What you need to do => Gather every line of the listing below that contains the word "blue" and copy each one in full. Only matches with the same case count.

[Dataset records on object locations]
»»
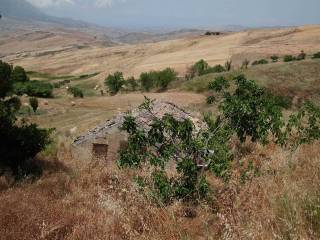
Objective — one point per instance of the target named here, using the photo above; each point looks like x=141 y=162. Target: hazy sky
x=186 y=13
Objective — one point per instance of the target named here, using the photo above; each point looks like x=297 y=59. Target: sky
x=185 y=13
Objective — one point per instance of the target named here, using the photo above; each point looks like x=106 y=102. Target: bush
x=201 y=67
x=5 y=75
x=160 y=79
x=77 y=92
x=34 y=103
x=211 y=100
x=301 y=56
x=171 y=139
x=115 y=82
x=19 y=75
x=132 y=84
x=219 y=84
x=19 y=143
x=316 y=55
x=228 y=66
x=147 y=81
x=34 y=89
x=274 y=58
x=245 y=64
x=260 y=62
x=289 y=58
x=164 y=77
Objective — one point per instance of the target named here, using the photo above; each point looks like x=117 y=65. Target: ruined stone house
x=103 y=142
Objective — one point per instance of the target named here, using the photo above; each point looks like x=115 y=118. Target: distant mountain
x=23 y=10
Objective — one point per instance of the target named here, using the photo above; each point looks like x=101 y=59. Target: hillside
x=178 y=53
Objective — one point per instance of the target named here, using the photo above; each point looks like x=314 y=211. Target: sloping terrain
x=179 y=53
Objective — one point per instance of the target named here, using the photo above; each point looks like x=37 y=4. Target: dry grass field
x=178 y=54
x=74 y=199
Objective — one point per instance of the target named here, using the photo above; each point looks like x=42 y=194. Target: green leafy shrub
x=316 y=55
x=115 y=82
x=19 y=143
x=160 y=79
x=5 y=82
x=164 y=77
x=34 y=103
x=274 y=58
x=289 y=58
x=260 y=62
x=34 y=89
x=132 y=84
x=201 y=67
x=171 y=139
x=211 y=100
x=245 y=64
x=19 y=75
x=219 y=84
x=76 y=92
x=301 y=56
x=147 y=81
x=228 y=66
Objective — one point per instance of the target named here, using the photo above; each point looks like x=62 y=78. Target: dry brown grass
x=82 y=200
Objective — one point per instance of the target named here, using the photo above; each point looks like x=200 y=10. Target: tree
x=5 y=76
x=115 y=82
x=147 y=81
x=274 y=58
x=34 y=103
x=201 y=67
x=228 y=65
x=19 y=144
x=132 y=84
x=176 y=140
x=76 y=91
x=163 y=78
x=316 y=55
x=19 y=75
x=301 y=56
x=245 y=64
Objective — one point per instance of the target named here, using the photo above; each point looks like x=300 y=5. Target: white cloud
x=48 y=3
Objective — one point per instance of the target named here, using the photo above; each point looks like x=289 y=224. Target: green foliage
x=132 y=84
x=304 y=126
x=316 y=55
x=147 y=81
x=251 y=111
x=34 y=103
x=260 y=62
x=211 y=100
x=228 y=66
x=201 y=67
x=76 y=92
x=33 y=88
x=274 y=58
x=115 y=82
x=160 y=79
x=289 y=58
x=218 y=84
x=245 y=64
x=301 y=56
x=19 y=75
x=169 y=139
x=163 y=78
x=5 y=75
x=19 y=144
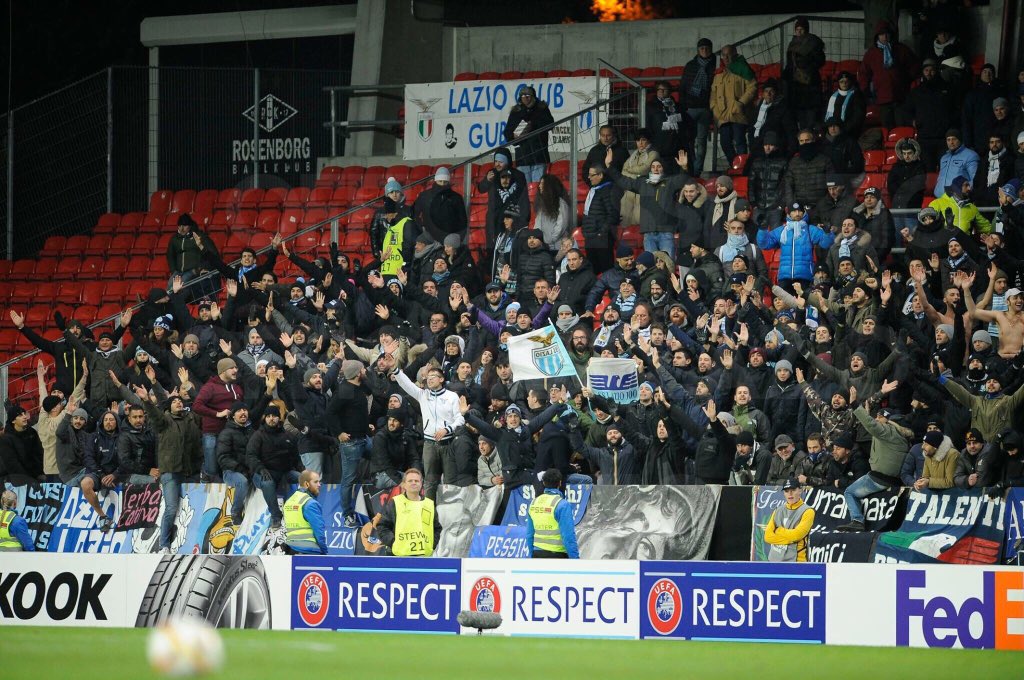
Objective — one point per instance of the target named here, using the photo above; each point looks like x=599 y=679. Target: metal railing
x=572 y=121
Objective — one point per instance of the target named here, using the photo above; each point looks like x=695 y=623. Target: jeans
x=532 y=172
x=170 y=484
x=210 y=465
x=732 y=136
x=660 y=241
x=269 y=489
x=858 y=490
x=351 y=453
x=701 y=119
x=240 y=483
x=312 y=460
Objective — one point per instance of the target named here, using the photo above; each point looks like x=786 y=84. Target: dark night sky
x=58 y=42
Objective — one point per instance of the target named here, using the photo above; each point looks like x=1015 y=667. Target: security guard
x=787 y=528
x=13 y=529
x=409 y=524
x=550 y=529
x=304 y=517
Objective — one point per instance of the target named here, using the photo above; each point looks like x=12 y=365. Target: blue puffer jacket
x=797 y=241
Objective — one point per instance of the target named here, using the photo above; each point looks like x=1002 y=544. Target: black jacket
x=231 y=444
x=273 y=449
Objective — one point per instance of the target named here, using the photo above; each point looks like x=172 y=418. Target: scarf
x=734 y=245
x=563 y=325
x=794 y=228
x=590 y=196
x=605 y=334
x=844 y=246
x=699 y=84
x=887 y=53
x=506 y=194
x=834 y=99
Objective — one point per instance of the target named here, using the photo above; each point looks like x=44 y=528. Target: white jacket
x=437 y=412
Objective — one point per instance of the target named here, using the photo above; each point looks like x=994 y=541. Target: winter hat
x=350 y=369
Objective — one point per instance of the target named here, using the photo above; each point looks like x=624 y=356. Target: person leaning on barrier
x=790 y=523
x=409 y=524
x=304 y=517
x=550 y=529
x=13 y=529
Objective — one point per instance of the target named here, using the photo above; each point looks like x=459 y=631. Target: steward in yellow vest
x=304 y=517
x=409 y=524
x=550 y=529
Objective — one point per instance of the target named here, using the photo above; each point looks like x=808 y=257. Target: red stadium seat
x=205 y=201
x=297 y=197
x=251 y=198
x=227 y=199
x=183 y=201
x=160 y=202
x=273 y=198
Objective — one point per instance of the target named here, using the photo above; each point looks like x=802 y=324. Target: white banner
x=614 y=379
x=456 y=120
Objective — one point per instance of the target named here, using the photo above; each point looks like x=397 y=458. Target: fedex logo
x=994 y=621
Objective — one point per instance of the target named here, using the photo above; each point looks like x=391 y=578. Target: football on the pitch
x=185 y=647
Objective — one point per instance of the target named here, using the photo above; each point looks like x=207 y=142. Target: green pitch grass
x=39 y=653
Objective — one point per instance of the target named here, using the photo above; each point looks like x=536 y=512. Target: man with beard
x=304 y=517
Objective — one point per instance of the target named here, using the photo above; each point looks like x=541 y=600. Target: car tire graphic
x=224 y=590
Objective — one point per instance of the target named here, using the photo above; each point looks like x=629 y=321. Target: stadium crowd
x=803 y=331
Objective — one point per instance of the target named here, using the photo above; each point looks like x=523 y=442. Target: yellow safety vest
x=8 y=543
x=298 y=532
x=392 y=244
x=414 y=527
x=547 y=535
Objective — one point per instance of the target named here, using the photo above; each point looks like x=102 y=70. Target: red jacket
x=213 y=397
x=891 y=85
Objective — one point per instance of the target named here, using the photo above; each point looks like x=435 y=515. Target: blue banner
x=509 y=541
x=732 y=601
x=521 y=497
x=1013 y=522
x=376 y=594
x=952 y=525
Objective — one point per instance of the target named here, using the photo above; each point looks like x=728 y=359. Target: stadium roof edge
x=237 y=27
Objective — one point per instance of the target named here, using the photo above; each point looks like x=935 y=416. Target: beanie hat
x=350 y=369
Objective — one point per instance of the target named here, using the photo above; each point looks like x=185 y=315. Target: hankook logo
x=270 y=113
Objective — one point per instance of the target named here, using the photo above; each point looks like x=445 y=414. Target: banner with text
x=457 y=120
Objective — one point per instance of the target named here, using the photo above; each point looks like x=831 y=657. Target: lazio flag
x=540 y=354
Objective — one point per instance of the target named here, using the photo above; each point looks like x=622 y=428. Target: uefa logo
x=665 y=606
x=313 y=599
x=485 y=596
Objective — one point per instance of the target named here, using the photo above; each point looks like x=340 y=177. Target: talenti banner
x=456 y=120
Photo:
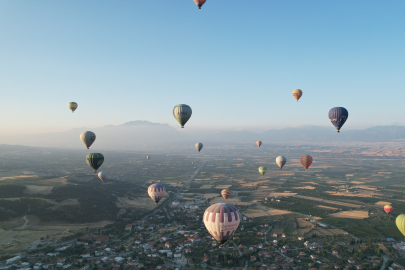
««
Task response =>
Objective — one point per instance of the target named here, using the photo above; each point looks like x=12 y=365. Target: blue puffer jacket
Objective — one point per instance of the target named here, using the photo above; each point looks like x=435 y=515. Target: blue banner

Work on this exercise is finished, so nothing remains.